● **THINGS TO DO**:
• A. In the article on freezing rain in northeast Oklahoma, how much freezing rain does Joe Sellers of the National Weather Service office in Tulsa say to expect?
• B. Carry the article on freezing rain in northeast Oklahoma forward from its last sentence.

● **EXERCISE PASSAGE**:

···

Freezing rain remains in the forecast for the northeast corner of Oklahoma.

MIAMI — While it's not as bad as originally forecast, freezing rain remains in the forecast for the northeast corner of Oklahoma.

“There still is a potential for some freezing rain,” said Joe Sellers of the National Weather Service (NWS) office in Tulsa. “It will be more like a quarter of an inch.”

According to the NWS, although some uncertainties in the details remain, both significant ice accumulation and heavy rain/flooding concerns still look likely for parts of eastern Oklahoma and western Arkansas late this week through the weekend, as a strong and slow-moving upper-level storm system impacts the area.

With shallow cold air likely to move into parts of the region, potentially significant ice accumulations may occur across parts of northeast Oklahoma beginning Friday and continuing into Sunday.

···

● **INFORMATION SUPPLIED**:
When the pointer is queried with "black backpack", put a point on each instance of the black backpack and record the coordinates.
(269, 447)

···

● **ANSWERS FOR THE TASKS**:
• A. About a quarter of an inch.

• B.
Areas northwest of Interstate 44 remain the most likely to see ice accumulations greater than a quarter of an inch, with lesser accumulations as far south and east as Okemah, Wagoner and Jay, according to the NWS.

In addition to the ice potential, multiple rounds of heavy rain are likely this weekend, with widespread storm total amounts from 3 to 5 inches — locally higher — expected. Amounts of this caliber could lead to flooding concerns, despite the ongoing drought conditions.

“This is the first one to potentially have a major impact over a large area,” Sellers said. “The conditions are right.”

The National Weather Service makes these suggestions in case of winter weather:

In your car: make sure you have food, water and blankets in your trunk. Stay off the road when advised to do so by local authorities. Have some salt or sand to help with traction.

Dress for the season: wear loose, warm clothing in layers.

During and after the storm: never use a generator or kerosene heater indoors - carbon monoxide poisoning is a silent killer.

After the storm: take breaks when shoveling snow and stay clear of downed power lines. Salt and sand also are helpful here.

It’s recommended that there is an Emergency Preparedness Kit that includes three days of food, water and prescription medications.

Also, make sure cell phones are fully charged when a storm is approaching as well as any time one is leaving the house. And have replacement batteries on hand for radios and flashlights.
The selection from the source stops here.